GIVEN PASSAGE »
I don't believe this is an option. It's either pressing the left scroll wheel or using the turn signal. I've not seen the option to have it set for the weight sensor of a specific seat.


----------



## Francois Gaucher

From Montréal, Canada, LR RWD model 3, was on 46.2
Installed the update 2018.48.12.1 yesterday. Saw this Morning the new features. Mostly funny features but Nothing very usefull but the PIN to drive and Always Climate On. No NoA !!!


----------



## Reliev

Tesla Newbie said:


> My car won't fart. I got up in the middle of the night, ran the update, rebooted, configured a random emission when someone sits behind the wheel or signals to turn, and waited for a phone call when Driver #2 left for work. Nothing. Finally I called to ask if anything was unusual this morning. Negatory. ☹ It's like getting a lump of coal in my stocking Christmas morning.


its set by profile I think...


----------



## Reliev

japhule said:


> My Xbox One controller works when plugged in USB. I was unable to get ps3 controller to work though.


this makes sense to me a ps3/4 controllers are locked via their console settings when I used to develop games back in the day you couldn't use ps controllers something to do with their firmware. Also xbox is plug and play.


----------



## webdriverguy

JWardell said:


> _*It worked!!*_
> I backed the car up a bit so it was closest to my wifi and reset the computer with brake at 11pm. Just before midnight, update was ready to install!
> I must sleep, but I may be a bit late to work tomorrow after a few rounds of pole position!
> 
> I'm extra happy because this proves my car _can_ update itself, which it has not done in a few months except when service pushed my last update.

MATERIAL »

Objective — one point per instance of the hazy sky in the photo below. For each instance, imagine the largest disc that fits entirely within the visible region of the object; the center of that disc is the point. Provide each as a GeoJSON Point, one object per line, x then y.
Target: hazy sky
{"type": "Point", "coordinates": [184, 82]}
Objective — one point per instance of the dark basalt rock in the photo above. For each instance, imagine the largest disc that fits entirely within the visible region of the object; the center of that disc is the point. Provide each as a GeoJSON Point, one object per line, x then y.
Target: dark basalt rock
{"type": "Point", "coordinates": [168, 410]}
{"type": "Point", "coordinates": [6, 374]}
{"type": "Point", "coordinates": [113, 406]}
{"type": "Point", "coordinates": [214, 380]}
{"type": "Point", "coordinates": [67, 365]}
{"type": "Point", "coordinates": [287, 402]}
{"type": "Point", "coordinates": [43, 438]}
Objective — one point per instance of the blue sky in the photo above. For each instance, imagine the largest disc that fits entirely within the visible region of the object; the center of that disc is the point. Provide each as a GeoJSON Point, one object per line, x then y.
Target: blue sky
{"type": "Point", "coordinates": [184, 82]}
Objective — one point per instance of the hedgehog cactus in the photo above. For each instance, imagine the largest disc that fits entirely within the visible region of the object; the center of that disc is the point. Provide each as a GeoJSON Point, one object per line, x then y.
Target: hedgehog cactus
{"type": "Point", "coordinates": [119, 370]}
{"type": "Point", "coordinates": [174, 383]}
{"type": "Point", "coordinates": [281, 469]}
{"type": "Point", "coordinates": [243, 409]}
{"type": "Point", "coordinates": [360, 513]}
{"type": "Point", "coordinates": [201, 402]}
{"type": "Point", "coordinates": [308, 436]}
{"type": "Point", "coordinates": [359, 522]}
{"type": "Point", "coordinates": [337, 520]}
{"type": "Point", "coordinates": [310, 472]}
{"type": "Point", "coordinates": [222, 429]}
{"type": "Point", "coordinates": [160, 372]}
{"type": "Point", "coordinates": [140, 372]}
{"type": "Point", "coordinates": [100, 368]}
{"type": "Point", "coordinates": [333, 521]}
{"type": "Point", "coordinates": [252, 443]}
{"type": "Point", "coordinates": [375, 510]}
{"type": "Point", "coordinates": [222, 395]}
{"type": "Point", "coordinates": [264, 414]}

PARTS OF THE EXERCISE »
1) Using the Tesla update thread, decide whether each statement agrees with it. Answer yes or no for each, and quote the deciding words.
(a) Francois Gaucher drives a rear-wheel-drive Model 3 in Montréal.
(b) japhule got a PS3 controller working.
(c) JWardell reset the computer at 11pm.
2) According to the Tesla update thread, which update version did Francois Gaucher install?

WORKED ANSWERS »
1)
(a) Yes: "From Montréal, Canada, LR RWD model 3"
(b) No: "I was unable to get ps3 controller to work though."
(c) Yes: "reset the computer with brake at 11pm"

2) 2018.48.12.1